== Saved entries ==
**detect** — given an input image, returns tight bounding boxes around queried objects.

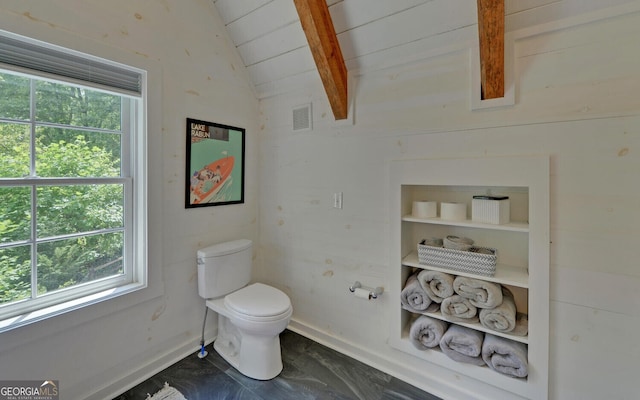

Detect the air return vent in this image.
[292,103,312,132]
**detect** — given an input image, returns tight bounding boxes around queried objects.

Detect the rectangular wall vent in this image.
[292,103,312,131]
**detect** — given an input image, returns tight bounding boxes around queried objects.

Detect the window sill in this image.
[0,282,150,334]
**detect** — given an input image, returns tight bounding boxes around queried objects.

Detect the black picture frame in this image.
[185,118,245,208]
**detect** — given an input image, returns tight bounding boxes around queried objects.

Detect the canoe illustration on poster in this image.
[186,118,245,208]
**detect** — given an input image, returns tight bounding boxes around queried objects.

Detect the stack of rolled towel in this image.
[401,271,529,378]
[408,314,528,378]
[401,271,529,336]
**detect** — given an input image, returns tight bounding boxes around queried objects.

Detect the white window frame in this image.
[0,31,148,332]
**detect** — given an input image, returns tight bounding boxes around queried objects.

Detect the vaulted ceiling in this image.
[211,0,632,100]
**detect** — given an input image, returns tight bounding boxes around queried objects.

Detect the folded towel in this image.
[417,270,455,303]
[453,276,503,309]
[439,324,486,366]
[479,287,527,336]
[513,313,529,337]
[482,334,528,378]
[441,295,479,323]
[409,315,449,350]
[401,273,433,313]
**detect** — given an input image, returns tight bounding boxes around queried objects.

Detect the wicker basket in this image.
[417,241,497,277]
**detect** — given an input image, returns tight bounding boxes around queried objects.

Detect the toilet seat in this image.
[224,283,291,322]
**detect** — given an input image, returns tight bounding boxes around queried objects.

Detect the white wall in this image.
[0,1,259,399]
[256,4,640,400]
[1,1,638,400]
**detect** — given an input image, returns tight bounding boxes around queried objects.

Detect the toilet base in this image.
[214,314,284,380]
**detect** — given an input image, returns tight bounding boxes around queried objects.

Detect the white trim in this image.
[288,319,476,400]
[82,333,217,400]
[0,281,146,333]
[0,23,164,367]
[0,47,150,331]
[469,2,640,111]
[469,33,515,110]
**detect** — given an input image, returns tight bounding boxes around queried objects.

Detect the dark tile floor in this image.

== WORK TO COMPLETE ==
Write the records above out again word for word, skipping each picture.

== ANSWER SPACE ==
**detect** — given an input image, returns tight bounding boxes around queried objects.


Detect the air return vent in this image.
[292,103,312,132]
**detect** — given an input image, returns tight bounding boxes around queried objects.

Detect the rectangular wall vent in this image.
[292,103,312,131]
**detect** — given an input image, returns tight bounding boxes around queried objects.

Detect the window sill in this image.
[0,282,150,334]
**detect** — given an input image, returns tight bounding boxes around queried objects.

Detect the black picture frame in this image.
[185,118,245,208]
**detect** — given an input image, returns tight bounding boxes around queried objects.

Detect the canoe illustration on poster in this image.
[186,118,245,208]
**detect** — given an input image, returns tight bounding boxes around queried objects.

Detect the stack of rolled towel in this image.
[401,271,529,378]
[408,314,528,378]
[401,271,529,336]
**detect** — given an input image, returns tight bounding boxes around queried objects.

Detect the white window frame in this image.
[0,31,148,332]
**detect** — given an input image, returns tight bounding boxes around queried objects.

Detect the vaulted ceiling in this image.
[211,0,632,100]
**detect** — given an input image, returns tight bounding boxes around queried objects.

Detect the folded towel in this image.
[417,270,455,303]
[453,276,503,309]
[439,324,486,366]
[479,287,527,336]
[513,313,529,337]
[482,334,528,378]
[441,295,479,323]
[409,315,449,350]
[401,273,433,313]
**detect** — given an input image, returns tight bounding boxes around queried objects.

Detect the wicker basket in this image.
[417,241,497,277]
**detect** — given an input image, returns tight bounding boxes around queried objects.

Detect the toilet seat in this image.
[224,283,291,322]
**detect** — given an input image, returns tight bounding boxes around queried objects.

Detect the white wall in this image.
[0,1,259,399]
[256,4,640,400]
[1,1,638,400]
**detect** — given an input image, returns tight bounding boxes around queried objects.

Detect the toilet base in this image.
[214,314,284,380]
**detect** — given an input image, returns tight bounding boxes around queried objects.

Detect the white trim in this image.
[288,319,476,400]
[82,333,217,400]
[0,281,146,333]
[0,23,164,367]
[0,47,150,331]
[469,2,640,111]
[469,33,515,110]
**detect** — given an input image, returns tight bounding boxes around queried objects.

Detect the dark tile floor in this image.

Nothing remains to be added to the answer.